-- START Material --

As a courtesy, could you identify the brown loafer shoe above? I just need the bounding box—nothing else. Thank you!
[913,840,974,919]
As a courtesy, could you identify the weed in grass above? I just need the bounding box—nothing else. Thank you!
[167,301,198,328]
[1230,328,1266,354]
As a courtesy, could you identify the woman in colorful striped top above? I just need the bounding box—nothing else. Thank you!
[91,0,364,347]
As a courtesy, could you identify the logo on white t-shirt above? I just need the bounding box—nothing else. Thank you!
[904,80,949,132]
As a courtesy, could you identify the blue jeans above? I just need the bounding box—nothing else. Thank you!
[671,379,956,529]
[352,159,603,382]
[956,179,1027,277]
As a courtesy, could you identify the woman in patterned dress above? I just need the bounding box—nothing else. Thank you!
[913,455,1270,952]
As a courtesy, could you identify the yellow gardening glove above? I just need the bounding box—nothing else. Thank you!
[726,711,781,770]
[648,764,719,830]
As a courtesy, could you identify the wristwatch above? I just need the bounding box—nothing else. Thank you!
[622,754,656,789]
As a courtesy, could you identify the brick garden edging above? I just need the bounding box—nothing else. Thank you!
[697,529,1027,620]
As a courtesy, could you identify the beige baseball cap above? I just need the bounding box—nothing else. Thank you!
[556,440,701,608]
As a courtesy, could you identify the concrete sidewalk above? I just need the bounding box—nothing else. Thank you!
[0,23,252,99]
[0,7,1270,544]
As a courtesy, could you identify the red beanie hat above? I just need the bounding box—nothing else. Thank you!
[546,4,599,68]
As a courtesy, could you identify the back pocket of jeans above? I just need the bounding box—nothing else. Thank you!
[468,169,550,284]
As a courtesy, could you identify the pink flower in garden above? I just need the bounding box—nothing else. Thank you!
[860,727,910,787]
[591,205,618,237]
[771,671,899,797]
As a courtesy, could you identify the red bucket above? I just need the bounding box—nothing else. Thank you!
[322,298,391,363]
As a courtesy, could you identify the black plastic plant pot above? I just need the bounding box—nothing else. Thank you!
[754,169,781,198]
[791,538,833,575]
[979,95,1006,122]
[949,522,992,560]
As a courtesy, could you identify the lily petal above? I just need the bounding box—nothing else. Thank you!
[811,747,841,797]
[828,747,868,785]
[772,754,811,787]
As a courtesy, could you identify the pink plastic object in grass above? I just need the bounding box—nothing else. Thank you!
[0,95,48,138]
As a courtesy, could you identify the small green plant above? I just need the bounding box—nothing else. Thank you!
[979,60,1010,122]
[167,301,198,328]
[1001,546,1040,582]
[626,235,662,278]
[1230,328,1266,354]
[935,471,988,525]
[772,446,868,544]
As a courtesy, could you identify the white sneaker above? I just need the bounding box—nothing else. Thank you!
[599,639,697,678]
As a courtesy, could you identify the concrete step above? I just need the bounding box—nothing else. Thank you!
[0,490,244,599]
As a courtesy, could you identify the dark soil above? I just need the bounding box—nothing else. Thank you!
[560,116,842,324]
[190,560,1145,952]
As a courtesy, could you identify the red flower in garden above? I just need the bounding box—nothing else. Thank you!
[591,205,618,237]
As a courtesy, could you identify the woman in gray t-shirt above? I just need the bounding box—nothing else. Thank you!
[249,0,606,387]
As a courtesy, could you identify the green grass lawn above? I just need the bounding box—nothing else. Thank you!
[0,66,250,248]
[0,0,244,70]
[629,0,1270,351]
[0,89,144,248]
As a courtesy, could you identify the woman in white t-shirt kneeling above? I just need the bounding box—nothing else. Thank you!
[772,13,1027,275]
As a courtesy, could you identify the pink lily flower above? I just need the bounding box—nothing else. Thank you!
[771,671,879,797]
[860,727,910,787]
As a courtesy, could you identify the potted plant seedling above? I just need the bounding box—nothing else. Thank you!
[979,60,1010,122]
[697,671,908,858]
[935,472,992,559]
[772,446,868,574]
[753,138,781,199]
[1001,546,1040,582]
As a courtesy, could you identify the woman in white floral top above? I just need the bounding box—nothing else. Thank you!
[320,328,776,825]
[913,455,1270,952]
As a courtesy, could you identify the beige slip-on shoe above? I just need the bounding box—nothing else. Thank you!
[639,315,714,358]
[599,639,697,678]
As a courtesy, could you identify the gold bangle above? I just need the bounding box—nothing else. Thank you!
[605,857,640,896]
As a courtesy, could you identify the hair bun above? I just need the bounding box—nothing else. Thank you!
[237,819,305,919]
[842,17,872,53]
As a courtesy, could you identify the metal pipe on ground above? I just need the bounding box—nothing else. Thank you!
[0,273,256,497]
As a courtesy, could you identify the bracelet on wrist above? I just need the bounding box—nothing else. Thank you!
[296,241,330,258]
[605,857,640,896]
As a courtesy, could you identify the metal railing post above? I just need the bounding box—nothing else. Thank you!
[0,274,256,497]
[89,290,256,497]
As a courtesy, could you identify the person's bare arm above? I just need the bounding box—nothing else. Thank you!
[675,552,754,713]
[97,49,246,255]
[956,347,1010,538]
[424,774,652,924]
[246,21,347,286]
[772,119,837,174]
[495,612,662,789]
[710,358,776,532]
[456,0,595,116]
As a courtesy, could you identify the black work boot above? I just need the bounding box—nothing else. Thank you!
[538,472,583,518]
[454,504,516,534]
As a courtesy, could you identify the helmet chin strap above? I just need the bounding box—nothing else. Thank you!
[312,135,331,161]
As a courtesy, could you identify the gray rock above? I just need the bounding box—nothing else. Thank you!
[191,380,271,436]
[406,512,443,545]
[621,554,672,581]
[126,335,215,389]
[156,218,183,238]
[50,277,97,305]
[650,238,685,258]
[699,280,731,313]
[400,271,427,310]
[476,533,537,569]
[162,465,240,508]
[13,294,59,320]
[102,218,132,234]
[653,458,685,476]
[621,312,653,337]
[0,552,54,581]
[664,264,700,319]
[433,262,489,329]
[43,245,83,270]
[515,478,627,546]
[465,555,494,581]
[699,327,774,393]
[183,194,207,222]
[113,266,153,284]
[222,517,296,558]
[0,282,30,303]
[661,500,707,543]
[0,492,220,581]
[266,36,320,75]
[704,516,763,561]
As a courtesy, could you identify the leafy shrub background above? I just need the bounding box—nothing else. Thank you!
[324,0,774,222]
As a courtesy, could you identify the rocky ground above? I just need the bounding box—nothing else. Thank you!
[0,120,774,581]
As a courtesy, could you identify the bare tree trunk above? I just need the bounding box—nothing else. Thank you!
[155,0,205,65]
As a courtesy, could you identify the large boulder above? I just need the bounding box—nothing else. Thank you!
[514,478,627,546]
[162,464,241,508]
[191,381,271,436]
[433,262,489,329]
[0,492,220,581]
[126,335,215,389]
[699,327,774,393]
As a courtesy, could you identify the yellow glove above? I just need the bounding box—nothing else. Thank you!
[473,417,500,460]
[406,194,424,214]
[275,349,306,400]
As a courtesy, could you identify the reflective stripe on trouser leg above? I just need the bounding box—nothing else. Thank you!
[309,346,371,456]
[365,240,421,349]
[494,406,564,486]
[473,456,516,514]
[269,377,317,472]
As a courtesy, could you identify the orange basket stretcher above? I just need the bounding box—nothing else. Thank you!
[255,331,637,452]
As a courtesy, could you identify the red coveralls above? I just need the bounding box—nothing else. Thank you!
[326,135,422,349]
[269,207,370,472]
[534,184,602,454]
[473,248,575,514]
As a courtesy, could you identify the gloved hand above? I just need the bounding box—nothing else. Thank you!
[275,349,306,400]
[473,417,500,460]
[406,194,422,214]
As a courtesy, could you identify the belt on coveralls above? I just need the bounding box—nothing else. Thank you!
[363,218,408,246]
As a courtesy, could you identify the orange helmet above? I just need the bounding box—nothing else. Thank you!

-- END Material --

What you are asked to do:
Reproduce all of the material above, line for line, with nothing changed.

Task output:
As a courtesy, could you identify the brown loafer shoe above? I just need the bounding box—nothing else. Thank you!
[913,840,974,919]
As a courtesy, could you identify the weed in grass above? I just need the bounding box—nothing else. Thank you!
[167,301,198,328]
[1230,328,1266,354]
As a courtesy, could you identify the woman in colorful striped top above? I just need the bounding box—nothing else. Thank you!
[91,0,364,347]
As a courtesy, could you identify the logo on white t-shirt above? I just need the bounding box—nothing else. Thank you!
[904,80,949,132]
As a courtesy, could you identify the blue jeans above? I just need the bounding box—nothing else. Thank you!
[671,379,956,529]
[352,159,603,382]
[956,179,1027,277]
As a courtesy, could you identify the woman in patterned dress above? I just need the bounding box—nothing else. Thank you!
[913,455,1270,952]
As a courtesy, could you identify the yellow gardening glove above? I just need the bounding box—nothing else. Thank you!
[726,711,781,770]
[648,764,719,830]
As a courtesy, could you identify the wristwatch above? I just need the bounding box—nothing else. Thank you!
[622,754,656,789]
As a courtesy, could you identify the brick garden edging above? I just need the bounding box—nothing else. Thank you!
[697,529,1027,620]
As a courtesy, could you identify the beige baseball cap above? I just need the bounding box—nothing else. Thank you!
[556,440,701,608]
As a courtesy, could you identify the concrete sidewalk above? I just need the bounding box—nothing else. Thank you!
[0,23,252,99]
[0,7,1270,544]
As a courtesy, could you identify the red beanie hat above? I just need the bounding box—nothing else. Thank you!
[546,4,599,68]
As a courtesy, could you identify the back pocket of jeans above? I just need the bounding box—nothing else. Thank you!
[468,169,550,284]
As a courtesy, could you identify the pink flower in garden above? I just need the bounding box—nothing else. Thank you!
[860,727,910,787]
[591,205,618,237]
[771,671,899,797]
As a courtesy, could you identify the red bucket above? I just need the bounding box—nothing else. Thank you!
[322,298,391,363]
As a courtesy, could you identify the black plastic plant pot above? I just need the bounding box—nothing else. Thank you!
[754,169,781,198]
[791,538,833,575]
[979,95,1006,122]
[949,522,992,560]
As a courtesy, could you identify the lily petal above? I just need the bounding box—nothing else. Thank you!
[811,747,841,797]
[828,747,868,785]
[772,754,811,787]
As a courtesy, could you identify the pink plastic object in grass above? I just need the bounding box—nothing else. Thank you!
[0,95,48,138]
As a courtesy, could you identify the small green plant above? I just need the bounding box—nothing else. Thank you!
[979,60,1010,122]
[167,301,198,328]
[1001,546,1040,582]
[626,235,662,278]
[1230,328,1266,354]
[935,471,988,525]
[772,446,868,544]
As a courtesy, could you identify the white sneaker above? I just need the bounding box—nothing else. Thank you!
[599,639,697,678]
As a courtesy, could you identify the concrete step above? I just need the bounding box—nothing else. Thank you!
[0,490,244,599]
As a courtesy, could you identify the dark soil above? I just need the bounding box—nothing else. Thank you!
[560,116,842,324]
[190,560,1145,952]
As a courtesy, could you identify the red flower in garden above? I just need the bounding box—nothing else. Thank you!
[591,205,618,237]
As a courtesy, could you identify the woman in gray t-shirt above? I just need the bounding box—nothing else. Thank you!
[249,0,606,387]
As a courtesy, could you identify the green grass lawn above? I just need the bounding box—nothing else. Thank you!
[0,66,250,248]
[0,0,244,70]
[629,0,1270,351]
[0,89,144,248]
As a courtesy, could you identify the woman in white t-shirt kneeling above? I just need the bounding box—nothing else. Thank you!
[772,13,1027,275]
As a courtesy, could you identify the pink lily flower above? I just need the bounding box—nothing else. Thank you!
[771,671,879,797]
[860,727,910,787]
As a courtesy, could you identify the potted plant seedling above? I just need the bounding box—nothing else. Thank you!
[979,60,1010,122]
[697,671,908,858]
[935,472,992,559]
[772,446,868,574]
[753,138,781,199]
[1001,546,1040,582]
As a courtesy, could you identify the woman in white floral top above? I just need the bounding box—nothing else. Thank you!
[320,328,776,825]
[913,455,1270,952]
As a courtesy, could you identify the beige slip-on shoe above? I just need the bounding box—nothing else. Thank you!
[639,315,714,358]
[599,639,697,678]
As a courtesy, could you identify the gold bangle above? I just need the bounding box—nothing else. Thank you!
[605,857,640,896]
As a courtesy, could you identify the hair bun above? I just need the bounding box—nothing else. Thank you!
[237,819,305,919]
[842,17,872,53]
As a courtesy, could you identify the metal pipe on ground above? I just need the bounding box—nothing else. Thank you!
[0,273,256,497]
As a courtesy, could you identify the bracelet on wrist above? I just need the bounding box—nothing else. Thank you!
[296,241,330,258]
[605,857,640,896]
As a courtesy, could you identify the metal railing post above? I just need the bounding box—nothing else. Thank you!
[0,274,256,497]
[89,290,256,497]
As a courtesy, could you identify the person's bare arm above? I just need the bounding box—nothing else. Thank you!
[675,552,754,713]
[97,49,246,255]
[956,347,1010,538]
[424,774,652,924]
[246,21,347,286]
[772,119,837,174]
[495,612,662,789]
[710,358,776,532]
[456,0,595,116]
As a courtesy, could you identify the black work boot above? I just need the bounding box—nothing else. Thank you!
[538,472,583,518]
[454,504,516,534]
As a courtesy, could you identify the helmet chin strap above? I just need the bounding box—nothing else. Thank you!
[312,135,331,161]
As a courtesy, could you identify the gray rock above? I just need the bounding box—nothing else. Thank you!
[191,380,271,436]
[406,512,443,545]
[621,554,672,581]
[126,335,215,389]
[156,218,183,238]
[50,277,97,305]
[650,238,685,258]
[699,280,731,313]
[400,271,427,310]
[476,533,537,569]
[162,465,240,508]
[13,294,59,320]
[102,218,132,234]
[653,458,685,476]
[621,312,653,337]
[0,552,54,581]
[664,264,700,319]
[433,262,489,329]
[43,245,83,270]
[515,478,627,546]
[465,555,494,581]
[699,327,774,393]
[183,194,207,222]
[113,266,153,284]
[222,517,296,558]
[0,282,30,303]
[661,500,707,543]
[0,492,220,581]
[266,36,320,75]
[704,516,763,561]
As a courtesy, could you identify the leafy shrub background above? I just need the bounding box—nothing else. Thank you!
[324,0,774,222]
As a courtesy, could you identify the rocky ground above? I just need the bounding box—nothing else. Thank you!
[0,120,774,581]
As a courtesy, could you identify the bare tree trunk above? I just need the bounding box—nothing else. Thank you!
[155,0,205,65]
As a courtesy, could you identify the large boulder above? I just need the bounding box—nothing else. Thank you!
[514,478,627,546]
[162,464,241,508]
[191,381,271,436]
[433,262,489,329]
[0,492,220,581]
[126,335,215,389]
[699,327,774,393]
As a courtesy, could you identify the yellow glove above? I just need the bounding box—nothing else. Thank you!
[473,417,500,460]
[406,194,424,214]
[275,349,306,400]
As a courtesy, could you identify the reflective stripe on trouser leg above? I just need the bounding box—nothing else. Thank you!
[309,346,371,456]
[365,240,421,349]
[494,406,564,486]
[473,456,516,514]
[269,377,317,472]
As a courtesy, could you identify the orange basket stretcher above? I just need the bounding box—nothing else. Thank you!
[255,331,637,452]
As a courtesy, could you identify the red coveralls above? I just need the bounding box—nothing else. Thank you!
[326,135,422,349]
[269,207,370,472]
[534,184,602,454]
[473,248,575,514]
As a courtesy, could you identify the gloved hand above? I just need the bounding box—nothing else. Thank you!
[275,349,306,400]
[473,417,500,460]
[406,194,422,214]
As a courtesy, could you identify the belt on coveralls above? I just need the bounding box—nothing else. Thank you!
[363,218,408,246]
As a courtesy, could you identify the orange helmet above? I just need the bounding box—nothing else. Thank you!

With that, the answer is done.